_Records of labeled boxes_
---+---

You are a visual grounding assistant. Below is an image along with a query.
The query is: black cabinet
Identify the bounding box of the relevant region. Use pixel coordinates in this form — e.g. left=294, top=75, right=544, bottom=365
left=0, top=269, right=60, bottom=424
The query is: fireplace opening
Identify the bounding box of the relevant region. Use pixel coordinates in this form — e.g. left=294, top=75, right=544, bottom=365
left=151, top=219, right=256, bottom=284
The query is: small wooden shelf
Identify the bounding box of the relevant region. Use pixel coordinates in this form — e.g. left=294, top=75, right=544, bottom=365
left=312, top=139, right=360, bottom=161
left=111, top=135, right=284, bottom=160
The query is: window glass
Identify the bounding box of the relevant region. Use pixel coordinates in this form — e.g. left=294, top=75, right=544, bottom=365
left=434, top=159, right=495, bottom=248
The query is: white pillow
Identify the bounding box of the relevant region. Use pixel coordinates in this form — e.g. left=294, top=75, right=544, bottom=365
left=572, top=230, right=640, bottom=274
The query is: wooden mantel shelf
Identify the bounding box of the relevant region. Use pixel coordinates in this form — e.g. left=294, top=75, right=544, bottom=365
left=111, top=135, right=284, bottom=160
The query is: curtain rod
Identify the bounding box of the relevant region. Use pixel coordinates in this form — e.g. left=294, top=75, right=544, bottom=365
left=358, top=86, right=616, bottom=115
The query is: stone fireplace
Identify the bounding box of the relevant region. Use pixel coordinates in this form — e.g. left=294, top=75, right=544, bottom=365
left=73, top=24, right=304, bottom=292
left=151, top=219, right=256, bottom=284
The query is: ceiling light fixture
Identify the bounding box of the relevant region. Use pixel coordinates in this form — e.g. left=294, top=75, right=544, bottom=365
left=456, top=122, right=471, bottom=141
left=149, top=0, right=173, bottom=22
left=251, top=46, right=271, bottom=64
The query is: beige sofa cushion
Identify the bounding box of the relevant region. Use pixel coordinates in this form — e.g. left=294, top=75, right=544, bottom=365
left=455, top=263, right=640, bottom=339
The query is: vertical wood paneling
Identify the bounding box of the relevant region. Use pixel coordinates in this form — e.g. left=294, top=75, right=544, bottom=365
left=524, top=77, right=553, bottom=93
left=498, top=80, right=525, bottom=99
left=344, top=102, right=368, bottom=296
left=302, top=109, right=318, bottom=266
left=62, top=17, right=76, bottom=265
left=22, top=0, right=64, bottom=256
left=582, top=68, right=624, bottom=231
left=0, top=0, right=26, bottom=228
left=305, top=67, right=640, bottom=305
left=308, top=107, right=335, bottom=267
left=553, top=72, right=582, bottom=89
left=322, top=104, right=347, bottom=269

---+---

_Stated task_
Rewrite the lines above as a two-column CSV with the columns "ask" and "response", one row per request: put the request's text in one quoted field and its answer in another, turning any line breaks into spaces.

_Answer to the problem_
ask,response
"You are a visual grounding assistant. Below is an image along with a query. The query is: black cabinet Identify the bounding box of the relevant region. Use pixel coordinates in this form — e.g. left=294, top=75, right=544, bottom=365","left=0, top=269, right=60, bottom=424"
"The query is: fireplace opening Identify the bounding box of the relevant region. Use pixel coordinates in this form — e.g. left=294, top=75, right=544, bottom=365","left=151, top=219, right=256, bottom=284"
"The query is: small wooden shelf Identify the bounding box of the relevant region. Use pixel coordinates in this form — e.g. left=294, top=75, right=544, bottom=365","left=312, top=139, right=360, bottom=161 left=111, top=135, right=284, bottom=160"
"The query is: window glass Identify the bounding box of the relevant region. Use pixel coordinates in this form — e.g. left=294, top=75, right=544, bottom=365","left=434, top=159, right=495, bottom=248"
"The query is: white pillow Identify the bounding box of the relevant region. Use pixel coordinates in this form — e.g. left=294, top=75, right=544, bottom=365","left=572, top=230, right=640, bottom=274"
"The query is: wooden mantel shelf Identify the bounding box of the relevant region. Use pixel coordinates in this form — e.g. left=294, top=75, right=544, bottom=365","left=111, top=135, right=284, bottom=160"
"The query is: curtain rod Identify the bounding box of the relevant region. Use pixel coordinates in this form — e.g. left=294, top=75, right=544, bottom=365","left=358, top=86, right=616, bottom=115"
"The query is: stone fireplace Identify the bounding box of the relevant region. Use pixel coordinates in this form — e.g. left=294, top=75, right=544, bottom=365","left=73, top=24, right=304, bottom=292 left=151, top=219, right=256, bottom=284"
"The query is: ceiling light fixture Identify the bounding box of the relevant region. Use pixel coordinates in this form — e.g. left=294, top=75, right=544, bottom=365","left=456, top=122, right=471, bottom=141 left=149, top=0, right=173, bottom=22 left=251, top=46, right=271, bottom=64"
"The query is: beige sofa cushion Identify the bounding box of the relevant region. Use pixel coordinates in this form — e.g. left=294, top=75, right=544, bottom=365","left=455, top=263, right=640, bottom=339"
"The query is: vertical wood paneling Identify the bounding box of the relevant region. Use pixel coordinates in this form — e.g. left=294, top=75, right=544, bottom=365","left=524, top=77, right=553, bottom=93 left=498, top=80, right=525, bottom=99 left=344, top=102, right=368, bottom=296 left=302, top=109, right=318, bottom=266 left=62, top=17, right=76, bottom=265 left=22, top=0, right=64, bottom=256 left=582, top=68, right=624, bottom=231 left=0, top=0, right=26, bottom=228 left=305, top=67, right=640, bottom=305 left=308, top=107, right=335, bottom=267 left=553, top=72, right=582, bottom=89 left=322, top=104, right=347, bottom=269"